Pointing records
━━━━━━━━━━━━━━━━━━━━

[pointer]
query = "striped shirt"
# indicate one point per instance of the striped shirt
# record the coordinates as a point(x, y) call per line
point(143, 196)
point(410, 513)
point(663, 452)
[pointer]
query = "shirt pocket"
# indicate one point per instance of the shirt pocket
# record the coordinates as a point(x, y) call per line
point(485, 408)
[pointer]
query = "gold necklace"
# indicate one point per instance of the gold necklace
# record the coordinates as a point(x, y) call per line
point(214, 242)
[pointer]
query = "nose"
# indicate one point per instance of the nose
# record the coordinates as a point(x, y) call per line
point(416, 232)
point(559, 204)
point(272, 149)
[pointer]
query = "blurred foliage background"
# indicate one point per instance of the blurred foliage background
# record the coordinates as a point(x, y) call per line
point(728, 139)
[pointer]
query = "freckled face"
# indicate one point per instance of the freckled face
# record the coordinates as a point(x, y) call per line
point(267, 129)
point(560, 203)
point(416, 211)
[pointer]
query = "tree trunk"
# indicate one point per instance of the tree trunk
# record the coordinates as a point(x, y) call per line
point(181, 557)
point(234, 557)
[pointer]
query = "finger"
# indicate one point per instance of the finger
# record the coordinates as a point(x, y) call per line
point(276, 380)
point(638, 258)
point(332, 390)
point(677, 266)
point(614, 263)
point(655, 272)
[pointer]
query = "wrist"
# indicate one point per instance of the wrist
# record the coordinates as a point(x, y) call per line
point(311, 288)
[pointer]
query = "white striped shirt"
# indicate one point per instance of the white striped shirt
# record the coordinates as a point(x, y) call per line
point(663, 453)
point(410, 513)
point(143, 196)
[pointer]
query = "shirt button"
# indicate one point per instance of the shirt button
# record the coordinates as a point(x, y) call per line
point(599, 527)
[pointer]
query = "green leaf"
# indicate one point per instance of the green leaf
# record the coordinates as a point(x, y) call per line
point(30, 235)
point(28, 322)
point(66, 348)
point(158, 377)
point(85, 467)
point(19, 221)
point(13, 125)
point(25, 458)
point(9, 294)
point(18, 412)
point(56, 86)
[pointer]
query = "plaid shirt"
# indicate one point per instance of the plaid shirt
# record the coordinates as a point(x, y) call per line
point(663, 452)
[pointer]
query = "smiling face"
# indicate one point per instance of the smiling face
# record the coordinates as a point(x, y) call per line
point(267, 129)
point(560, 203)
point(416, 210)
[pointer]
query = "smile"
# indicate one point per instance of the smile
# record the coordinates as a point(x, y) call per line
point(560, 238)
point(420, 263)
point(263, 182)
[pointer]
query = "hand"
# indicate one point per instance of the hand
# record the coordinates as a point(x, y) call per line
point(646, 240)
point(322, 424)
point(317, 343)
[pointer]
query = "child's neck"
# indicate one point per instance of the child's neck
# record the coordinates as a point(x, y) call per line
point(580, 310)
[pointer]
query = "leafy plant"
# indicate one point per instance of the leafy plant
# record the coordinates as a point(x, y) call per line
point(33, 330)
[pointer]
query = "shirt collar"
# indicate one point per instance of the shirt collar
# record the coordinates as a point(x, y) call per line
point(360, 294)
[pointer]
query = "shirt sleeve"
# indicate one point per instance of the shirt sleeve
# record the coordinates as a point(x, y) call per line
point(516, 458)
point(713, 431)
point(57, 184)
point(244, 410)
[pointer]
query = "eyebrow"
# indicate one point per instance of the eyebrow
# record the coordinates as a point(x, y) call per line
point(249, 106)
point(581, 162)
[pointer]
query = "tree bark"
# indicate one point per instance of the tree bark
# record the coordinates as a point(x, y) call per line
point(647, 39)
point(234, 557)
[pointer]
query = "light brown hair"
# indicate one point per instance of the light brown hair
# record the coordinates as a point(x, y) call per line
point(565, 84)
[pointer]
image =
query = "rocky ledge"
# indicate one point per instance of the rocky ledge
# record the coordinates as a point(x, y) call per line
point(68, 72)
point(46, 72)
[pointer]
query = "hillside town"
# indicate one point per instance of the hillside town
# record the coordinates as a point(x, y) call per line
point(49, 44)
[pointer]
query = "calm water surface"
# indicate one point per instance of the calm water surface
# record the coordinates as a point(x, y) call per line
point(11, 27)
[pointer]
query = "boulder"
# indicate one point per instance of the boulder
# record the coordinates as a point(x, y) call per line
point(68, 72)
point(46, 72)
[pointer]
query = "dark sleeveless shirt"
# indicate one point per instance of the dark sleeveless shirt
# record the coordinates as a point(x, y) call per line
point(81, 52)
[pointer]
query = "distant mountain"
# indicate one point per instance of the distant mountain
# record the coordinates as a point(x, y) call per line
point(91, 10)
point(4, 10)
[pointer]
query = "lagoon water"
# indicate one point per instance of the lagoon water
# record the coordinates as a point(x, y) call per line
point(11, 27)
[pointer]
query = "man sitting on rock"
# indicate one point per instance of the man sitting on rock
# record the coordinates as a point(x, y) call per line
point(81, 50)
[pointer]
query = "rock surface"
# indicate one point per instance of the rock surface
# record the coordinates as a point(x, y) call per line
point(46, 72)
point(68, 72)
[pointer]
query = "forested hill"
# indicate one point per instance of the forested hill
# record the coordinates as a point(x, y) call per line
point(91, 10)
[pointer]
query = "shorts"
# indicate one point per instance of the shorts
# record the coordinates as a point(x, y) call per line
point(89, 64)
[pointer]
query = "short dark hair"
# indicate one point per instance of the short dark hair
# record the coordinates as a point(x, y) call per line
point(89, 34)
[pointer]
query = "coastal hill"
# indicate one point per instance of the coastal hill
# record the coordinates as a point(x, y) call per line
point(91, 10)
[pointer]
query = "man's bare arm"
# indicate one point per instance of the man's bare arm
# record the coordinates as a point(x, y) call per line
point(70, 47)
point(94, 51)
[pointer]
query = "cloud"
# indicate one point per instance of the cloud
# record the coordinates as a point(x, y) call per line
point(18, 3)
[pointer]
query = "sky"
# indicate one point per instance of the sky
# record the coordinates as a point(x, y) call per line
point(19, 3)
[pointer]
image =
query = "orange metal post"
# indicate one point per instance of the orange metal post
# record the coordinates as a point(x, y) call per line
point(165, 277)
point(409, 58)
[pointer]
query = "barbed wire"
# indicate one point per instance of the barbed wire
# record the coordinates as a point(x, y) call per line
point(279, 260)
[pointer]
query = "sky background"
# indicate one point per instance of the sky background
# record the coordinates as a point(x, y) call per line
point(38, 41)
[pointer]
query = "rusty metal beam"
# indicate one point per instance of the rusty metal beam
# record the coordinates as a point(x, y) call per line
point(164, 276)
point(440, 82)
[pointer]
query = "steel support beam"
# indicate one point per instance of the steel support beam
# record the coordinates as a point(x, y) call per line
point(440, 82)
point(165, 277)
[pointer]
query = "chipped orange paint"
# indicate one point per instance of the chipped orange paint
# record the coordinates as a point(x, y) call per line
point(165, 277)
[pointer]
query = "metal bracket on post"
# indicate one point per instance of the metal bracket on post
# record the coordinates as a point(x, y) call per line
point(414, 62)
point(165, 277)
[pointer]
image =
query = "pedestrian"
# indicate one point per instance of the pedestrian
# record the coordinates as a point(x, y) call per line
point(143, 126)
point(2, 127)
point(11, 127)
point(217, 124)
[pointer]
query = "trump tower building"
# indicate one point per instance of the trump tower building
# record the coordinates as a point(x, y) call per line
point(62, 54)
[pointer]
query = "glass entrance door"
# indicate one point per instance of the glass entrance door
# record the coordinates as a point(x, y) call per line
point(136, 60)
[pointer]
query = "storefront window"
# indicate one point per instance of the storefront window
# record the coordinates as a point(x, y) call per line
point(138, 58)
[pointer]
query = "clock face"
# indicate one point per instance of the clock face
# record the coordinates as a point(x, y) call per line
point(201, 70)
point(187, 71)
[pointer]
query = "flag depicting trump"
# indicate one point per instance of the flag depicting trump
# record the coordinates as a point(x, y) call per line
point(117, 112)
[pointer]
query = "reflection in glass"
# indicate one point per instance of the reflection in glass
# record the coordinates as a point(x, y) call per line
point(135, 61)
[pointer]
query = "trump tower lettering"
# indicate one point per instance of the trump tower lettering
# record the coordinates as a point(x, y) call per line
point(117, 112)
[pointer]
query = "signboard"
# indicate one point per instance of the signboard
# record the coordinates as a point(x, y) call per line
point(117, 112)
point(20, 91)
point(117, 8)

━━━━━━━━━━━━━━━━━━━━

#### [Exercise instructions]
Turn the part of the records that runs from the start through the line containing "point(311, 288)" into a numbered list, leaving out blank lines.

#### [Expected output]
1. [pointer]
2. query = "striped shirt"
3. # indicate one point per instance of the striped shirt
4. # record the coordinates as a point(x, y) call per line
5. point(143, 196)
6. point(410, 513)
7. point(663, 452)
8. [pointer]
9. query = "shirt pocket"
10. # indicate one point per instance of the shirt pocket
11. # record the coordinates as a point(x, y) call per line
12. point(485, 408)
13. [pointer]
14. query = "gold necklace"
15. # indicate one point per instance of the gold necklace
16. # record the coordinates as a point(x, y) call per line
17. point(214, 242)
18. [pointer]
19. query = "nose"
20. # indicate one point per instance of the nose
21. # record the coordinates as a point(x, y) call per line
22. point(416, 232)
23. point(559, 204)
24. point(272, 149)
25. [pointer]
26. query = "blurred foliage background"
27. # indicate one point per instance of the blurred foliage background
28. # record the coordinates as a point(x, y) call per line
29. point(728, 139)
30. [pointer]
31. query = "freckled face"
32. # indicate one point per instance of the freckled face
33. # record the coordinates as a point(x, y) call per line
34. point(267, 129)
35. point(560, 203)
36. point(416, 211)
37. [pointer]
38. query = "tree trunk"
39. # indicate one point per instance of the tree trunk
40. # record the coordinates as a point(x, y) call per line
41. point(181, 557)
42. point(234, 557)
43. [pointer]
44. query = "finger"
45. # indicate one point per instance of the finger
46. # record the coordinates as a point(x, y) call per line
47. point(276, 380)
48. point(638, 258)
49. point(332, 390)
50. point(677, 266)
51. point(614, 263)
52. point(655, 272)
53. [pointer]
54. query = "wrist"
55. # indicate one point per instance of the wrist
56. # record the coordinates as a point(x, y) call per line
57. point(311, 288)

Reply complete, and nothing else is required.